_Texte fourni:_
Mégaphone à la main, depuis le balcon de la préfecture de la Guyane, la ministre Ericka Bareigts a présenté cette nuit "toutes mes excuses au peuple guyanais", en référence aux années de sous-investissement de Paris. Applaudissement de la foule, mais vigilance des collectifs.

La scène est inédite, voire historique. Une ministre des Outre-mer qui s'excuse, par mégaphone, au balcon de la préfecture de la Guyane :
Au bout de tant d'années d'histoire, c'est à moi que revient l’honneur de dire au peuple guyanais, au-delà de ma personne, de ma petite personne, au-delà des fonctions, toutes mes excuses au peuple guyanais. Pour qu'ensemble nous puissions construire le quotidien, mais aussi l'avenir de la Guyane. J'espère que le travail que vous avez engagé, que nous avons engagé ensemble portera la Guyane plus haut.
Ericka Bareigts était sous le feu des critiques pour son manque de réaction, au début de la crise en Guyane, il y a une dizaine de jours. Sa volte-face spectaculaire a permis de faire redescendre la pression. Car hier, à Cayenne, avant de s’asseoir à la table des négociations, les collectifs de Guyanais avaient d’abord imposé leurs conditions. 400 pages de propositions, de revendications sécuritaires, économiques et sociales, ont été transmises, également, sur place au ministre de l'Intérieur Matthias Fekl.
Des heures de négociations et d'interruptions, avant donc, ces excuses inédites de la ministre des Outre-mer. José Mariema, le porte-parole du collectif des Toucans, invité à la table des négociations, a raconté les coulisses de ce tour de force à nos envoyés spéciaux, Gaële Joly et Eric Audra.

_Enregistrements:_
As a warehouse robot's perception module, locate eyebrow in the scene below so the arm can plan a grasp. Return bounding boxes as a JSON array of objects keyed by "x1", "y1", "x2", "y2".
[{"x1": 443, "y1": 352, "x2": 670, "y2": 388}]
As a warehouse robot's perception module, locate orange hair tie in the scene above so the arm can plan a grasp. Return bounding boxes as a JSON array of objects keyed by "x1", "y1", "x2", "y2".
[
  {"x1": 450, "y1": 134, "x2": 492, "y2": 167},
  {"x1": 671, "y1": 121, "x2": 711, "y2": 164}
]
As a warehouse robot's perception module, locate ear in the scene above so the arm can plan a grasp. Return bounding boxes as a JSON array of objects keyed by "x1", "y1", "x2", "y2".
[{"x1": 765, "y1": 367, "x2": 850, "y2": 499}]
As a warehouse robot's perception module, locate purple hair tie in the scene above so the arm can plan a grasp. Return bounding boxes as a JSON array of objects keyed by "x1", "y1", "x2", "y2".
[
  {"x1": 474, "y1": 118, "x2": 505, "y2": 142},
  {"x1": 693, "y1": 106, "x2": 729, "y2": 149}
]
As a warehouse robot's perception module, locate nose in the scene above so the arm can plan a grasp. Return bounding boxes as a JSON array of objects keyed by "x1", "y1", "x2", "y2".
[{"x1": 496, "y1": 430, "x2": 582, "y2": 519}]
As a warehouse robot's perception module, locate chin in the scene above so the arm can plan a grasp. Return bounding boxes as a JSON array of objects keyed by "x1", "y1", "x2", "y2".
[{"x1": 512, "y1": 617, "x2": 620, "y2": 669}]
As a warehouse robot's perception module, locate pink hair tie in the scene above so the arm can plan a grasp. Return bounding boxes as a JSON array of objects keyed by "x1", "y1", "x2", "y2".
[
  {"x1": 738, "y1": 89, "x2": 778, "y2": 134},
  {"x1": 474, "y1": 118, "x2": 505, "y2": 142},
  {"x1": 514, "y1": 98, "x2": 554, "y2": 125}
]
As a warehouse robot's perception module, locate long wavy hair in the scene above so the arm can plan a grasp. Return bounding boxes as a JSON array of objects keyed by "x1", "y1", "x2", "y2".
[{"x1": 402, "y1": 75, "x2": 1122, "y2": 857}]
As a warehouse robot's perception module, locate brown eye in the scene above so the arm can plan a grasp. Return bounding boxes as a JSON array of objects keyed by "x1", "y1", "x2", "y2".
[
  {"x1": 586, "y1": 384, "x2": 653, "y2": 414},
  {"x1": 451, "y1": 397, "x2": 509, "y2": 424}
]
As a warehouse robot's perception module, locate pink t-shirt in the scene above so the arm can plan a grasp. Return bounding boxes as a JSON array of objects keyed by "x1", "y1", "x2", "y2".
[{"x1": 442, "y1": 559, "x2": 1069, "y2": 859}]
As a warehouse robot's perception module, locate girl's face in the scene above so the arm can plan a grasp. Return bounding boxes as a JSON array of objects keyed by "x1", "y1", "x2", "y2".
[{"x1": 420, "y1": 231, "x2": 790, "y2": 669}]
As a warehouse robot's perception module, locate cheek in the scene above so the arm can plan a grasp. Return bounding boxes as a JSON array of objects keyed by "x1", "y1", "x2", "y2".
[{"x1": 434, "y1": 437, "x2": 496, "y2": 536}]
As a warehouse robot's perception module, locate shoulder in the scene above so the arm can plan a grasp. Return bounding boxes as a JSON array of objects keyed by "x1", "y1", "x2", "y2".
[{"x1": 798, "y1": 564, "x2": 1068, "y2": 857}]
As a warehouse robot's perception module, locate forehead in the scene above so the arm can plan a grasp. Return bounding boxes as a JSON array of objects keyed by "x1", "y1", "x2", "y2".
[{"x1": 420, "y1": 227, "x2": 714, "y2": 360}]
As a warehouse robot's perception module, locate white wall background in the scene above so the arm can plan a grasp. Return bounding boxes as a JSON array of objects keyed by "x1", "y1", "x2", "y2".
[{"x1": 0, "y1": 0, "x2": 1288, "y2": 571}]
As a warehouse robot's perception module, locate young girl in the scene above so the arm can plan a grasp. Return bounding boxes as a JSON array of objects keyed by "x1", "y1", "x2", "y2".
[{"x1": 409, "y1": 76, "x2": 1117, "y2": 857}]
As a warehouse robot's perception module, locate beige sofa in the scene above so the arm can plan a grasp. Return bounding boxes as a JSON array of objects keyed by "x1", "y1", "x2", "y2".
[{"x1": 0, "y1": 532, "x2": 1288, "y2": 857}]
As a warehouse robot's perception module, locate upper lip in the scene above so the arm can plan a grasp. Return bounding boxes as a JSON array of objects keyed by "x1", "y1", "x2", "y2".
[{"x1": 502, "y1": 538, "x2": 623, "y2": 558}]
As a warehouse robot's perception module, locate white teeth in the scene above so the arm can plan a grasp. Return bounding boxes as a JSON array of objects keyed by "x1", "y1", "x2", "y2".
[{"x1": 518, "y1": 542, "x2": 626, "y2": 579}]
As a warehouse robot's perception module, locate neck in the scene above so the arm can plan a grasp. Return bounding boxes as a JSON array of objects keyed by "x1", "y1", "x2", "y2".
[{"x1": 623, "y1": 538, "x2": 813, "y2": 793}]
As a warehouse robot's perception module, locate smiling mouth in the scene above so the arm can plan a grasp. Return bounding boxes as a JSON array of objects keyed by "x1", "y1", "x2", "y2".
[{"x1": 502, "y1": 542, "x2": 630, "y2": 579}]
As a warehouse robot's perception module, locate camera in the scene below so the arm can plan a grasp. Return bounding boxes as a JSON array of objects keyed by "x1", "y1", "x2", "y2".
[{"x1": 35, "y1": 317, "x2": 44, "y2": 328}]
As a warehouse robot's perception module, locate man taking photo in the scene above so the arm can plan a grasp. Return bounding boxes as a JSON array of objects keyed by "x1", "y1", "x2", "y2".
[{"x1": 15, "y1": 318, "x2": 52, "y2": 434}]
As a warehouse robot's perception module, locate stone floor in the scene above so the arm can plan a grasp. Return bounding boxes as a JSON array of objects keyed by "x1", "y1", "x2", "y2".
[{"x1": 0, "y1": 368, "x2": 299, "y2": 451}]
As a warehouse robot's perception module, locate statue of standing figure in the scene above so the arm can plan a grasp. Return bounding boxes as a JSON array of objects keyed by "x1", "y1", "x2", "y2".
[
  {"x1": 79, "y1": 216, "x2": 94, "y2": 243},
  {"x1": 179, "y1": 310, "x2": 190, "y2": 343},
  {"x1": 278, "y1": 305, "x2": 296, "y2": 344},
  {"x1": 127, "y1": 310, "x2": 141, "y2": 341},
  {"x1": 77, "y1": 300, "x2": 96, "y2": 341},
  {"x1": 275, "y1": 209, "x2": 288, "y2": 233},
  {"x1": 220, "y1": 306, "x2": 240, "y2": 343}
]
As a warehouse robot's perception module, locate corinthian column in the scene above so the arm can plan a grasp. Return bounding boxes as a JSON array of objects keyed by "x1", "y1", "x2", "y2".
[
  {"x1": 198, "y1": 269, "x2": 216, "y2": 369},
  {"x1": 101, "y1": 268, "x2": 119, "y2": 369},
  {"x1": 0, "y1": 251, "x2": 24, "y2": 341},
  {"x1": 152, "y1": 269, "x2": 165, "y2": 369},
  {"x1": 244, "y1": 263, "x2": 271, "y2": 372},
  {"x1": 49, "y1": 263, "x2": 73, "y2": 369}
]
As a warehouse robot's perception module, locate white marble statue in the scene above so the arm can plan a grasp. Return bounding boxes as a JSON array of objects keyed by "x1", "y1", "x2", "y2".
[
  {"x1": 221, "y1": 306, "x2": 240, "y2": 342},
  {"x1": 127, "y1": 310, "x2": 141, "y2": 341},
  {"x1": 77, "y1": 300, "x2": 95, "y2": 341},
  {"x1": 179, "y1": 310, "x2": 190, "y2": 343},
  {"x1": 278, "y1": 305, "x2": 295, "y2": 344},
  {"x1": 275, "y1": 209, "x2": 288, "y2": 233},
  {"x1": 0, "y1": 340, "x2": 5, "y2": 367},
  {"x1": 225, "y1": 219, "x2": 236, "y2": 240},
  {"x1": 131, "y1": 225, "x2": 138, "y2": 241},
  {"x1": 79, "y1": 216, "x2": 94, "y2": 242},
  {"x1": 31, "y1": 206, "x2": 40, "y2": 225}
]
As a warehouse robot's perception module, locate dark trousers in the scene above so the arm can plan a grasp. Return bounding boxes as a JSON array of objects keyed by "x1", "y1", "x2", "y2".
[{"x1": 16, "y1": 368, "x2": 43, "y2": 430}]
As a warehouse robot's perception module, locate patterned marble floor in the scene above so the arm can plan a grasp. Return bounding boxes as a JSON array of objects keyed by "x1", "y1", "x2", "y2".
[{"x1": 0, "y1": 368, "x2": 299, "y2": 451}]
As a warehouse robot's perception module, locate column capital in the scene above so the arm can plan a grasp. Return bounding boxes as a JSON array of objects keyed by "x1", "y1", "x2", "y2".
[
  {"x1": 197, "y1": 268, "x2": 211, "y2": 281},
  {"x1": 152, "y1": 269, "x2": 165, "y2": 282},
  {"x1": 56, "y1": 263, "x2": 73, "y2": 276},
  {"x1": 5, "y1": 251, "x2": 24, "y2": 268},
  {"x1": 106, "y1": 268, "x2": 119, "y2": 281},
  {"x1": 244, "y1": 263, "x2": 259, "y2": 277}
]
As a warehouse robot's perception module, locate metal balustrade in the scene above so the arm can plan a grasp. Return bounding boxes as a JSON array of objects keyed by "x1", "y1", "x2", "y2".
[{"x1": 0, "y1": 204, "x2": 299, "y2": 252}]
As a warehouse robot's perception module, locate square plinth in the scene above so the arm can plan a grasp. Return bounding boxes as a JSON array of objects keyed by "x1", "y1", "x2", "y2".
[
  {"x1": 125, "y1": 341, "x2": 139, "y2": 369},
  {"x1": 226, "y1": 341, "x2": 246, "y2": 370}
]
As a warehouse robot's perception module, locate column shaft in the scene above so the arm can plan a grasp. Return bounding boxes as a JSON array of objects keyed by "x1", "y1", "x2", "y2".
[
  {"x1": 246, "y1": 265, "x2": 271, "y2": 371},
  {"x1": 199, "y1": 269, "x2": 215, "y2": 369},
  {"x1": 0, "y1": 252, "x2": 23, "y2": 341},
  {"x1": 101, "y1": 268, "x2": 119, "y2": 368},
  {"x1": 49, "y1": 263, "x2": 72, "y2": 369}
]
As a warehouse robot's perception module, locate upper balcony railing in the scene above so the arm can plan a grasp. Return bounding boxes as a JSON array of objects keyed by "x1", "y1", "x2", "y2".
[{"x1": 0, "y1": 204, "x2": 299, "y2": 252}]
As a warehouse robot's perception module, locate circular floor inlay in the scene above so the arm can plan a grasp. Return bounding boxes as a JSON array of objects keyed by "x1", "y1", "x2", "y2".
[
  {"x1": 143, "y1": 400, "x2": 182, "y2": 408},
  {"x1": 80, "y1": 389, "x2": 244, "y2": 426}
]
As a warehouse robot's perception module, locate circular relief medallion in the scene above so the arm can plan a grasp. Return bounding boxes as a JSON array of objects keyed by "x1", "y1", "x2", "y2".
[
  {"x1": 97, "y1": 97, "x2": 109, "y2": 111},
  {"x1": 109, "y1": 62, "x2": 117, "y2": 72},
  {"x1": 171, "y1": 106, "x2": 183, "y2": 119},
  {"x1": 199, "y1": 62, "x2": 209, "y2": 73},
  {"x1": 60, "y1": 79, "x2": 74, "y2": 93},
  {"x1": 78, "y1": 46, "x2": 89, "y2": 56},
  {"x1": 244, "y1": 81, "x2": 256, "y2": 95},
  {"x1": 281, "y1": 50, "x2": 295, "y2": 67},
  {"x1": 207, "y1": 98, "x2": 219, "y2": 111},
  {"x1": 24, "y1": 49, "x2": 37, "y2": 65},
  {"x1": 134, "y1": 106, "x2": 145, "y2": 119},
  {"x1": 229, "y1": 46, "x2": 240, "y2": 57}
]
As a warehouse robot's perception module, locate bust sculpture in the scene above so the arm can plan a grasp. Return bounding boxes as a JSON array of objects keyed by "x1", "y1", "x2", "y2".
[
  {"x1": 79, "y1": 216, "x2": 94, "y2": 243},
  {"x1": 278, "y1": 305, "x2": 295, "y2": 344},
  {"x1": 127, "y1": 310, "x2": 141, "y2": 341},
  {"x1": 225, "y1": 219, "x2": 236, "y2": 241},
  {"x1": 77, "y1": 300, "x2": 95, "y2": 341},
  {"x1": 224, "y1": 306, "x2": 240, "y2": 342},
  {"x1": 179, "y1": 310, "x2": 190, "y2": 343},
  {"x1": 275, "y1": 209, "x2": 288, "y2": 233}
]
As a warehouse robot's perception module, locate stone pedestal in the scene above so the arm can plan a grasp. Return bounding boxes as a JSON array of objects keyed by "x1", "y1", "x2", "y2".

_Travail à faire:_
- 1) Répondez à ces questions sur l'article consacré à la crise en Guyane :
(a) D'où la ministre des Outre-mer a-t-elle présenté ses excuses ?
(b) Combien de pages de propositions les collectifs ont-ils transmises ?
(c) Qui est le porte-parole du collectif des Toucans ?
- 2) Ces affirmations concordent-elles avec l'article consacré à la crise en Guyane ? Répondez par oui ou par non et citez les mots décisifs de l'article.
(a) La ministre avait été critiquée pour son manque de réaction au début de la crise.
(b) Les propositions des collectifs ont été remises au ministre de l'Économie.
(c) Les collectifs ont accueilli les excuses sans la moindre réserve.
- 3) Rédigez la suite de l'article consacré à la crise en Guyane, à partir de sa dernière phrase.
Ce matériel est indépendant du texte fourni.

_Résultats obtenus:_
- 1)
(a) Depuis le balcon de la préfecture de la Guyane, mégaphone à la main.
(b) 400 pages.
(c) José Mariema.

- 2)
(a) Oui : « Ericka Bareigts était sous le feu des critiques pour son manque de réaction, au début de la crise en Guyane ».
(b) Non : « transmises, également, sur place au ministre de l'Intérieur Matthias Fekl ».
(c) Non : « Applaudissement de la foule, mais vigilance des collectifs. »

- 3)
Nous lui avons demandé gentiment, Madame la ministre, le peuple guyanais a été froissé, et nous vous demandons des excuses. Bien gentiment. Elle l'a fait et cela s'est très bien passé.
José Mariema, porte-parole du collectif des Toucans
Les excuses de la ministre des Outre mer ont bouleversé les Guyanais. Le journaliste de Guyane 1ere s'est presque étouffé pendant son live! pic.twitter.com/ZLewGC6UAi
— Gaële Joly (@joelgaly) March 30, 2017
Mais Zadkiel Saint-Orice, un des porte-paroles du collectif des 500 frères contre la délinquance, restera vigilant :
Les excuses étaient une exigence de la population. Maintenant, il y a les revendications, sur lesquelles nous sommes fermes. Ils n'ont proposé que des choses existantes. Ils ont été très légers. On leur a dit : il ne faut pas travailler sur vos propositions, il faut travailler sur nos revendications.

Des excuses d'un président ? Pour la République ?
Plus largement,comment comprendre ces "excuses" ? Elles qui commencent par "Au bout de tant d'années d'histoire". Pour Stéphane Robert, de notre service politique, ces mots de la ministre résonnent de manière toute particulière en cette fin de quinquennat.
Invité de notre journal de 12h30, François Asselineau, candidat de "l'Union Populaire Républicaine" à l'élection présidentielle a réagi à cet événement.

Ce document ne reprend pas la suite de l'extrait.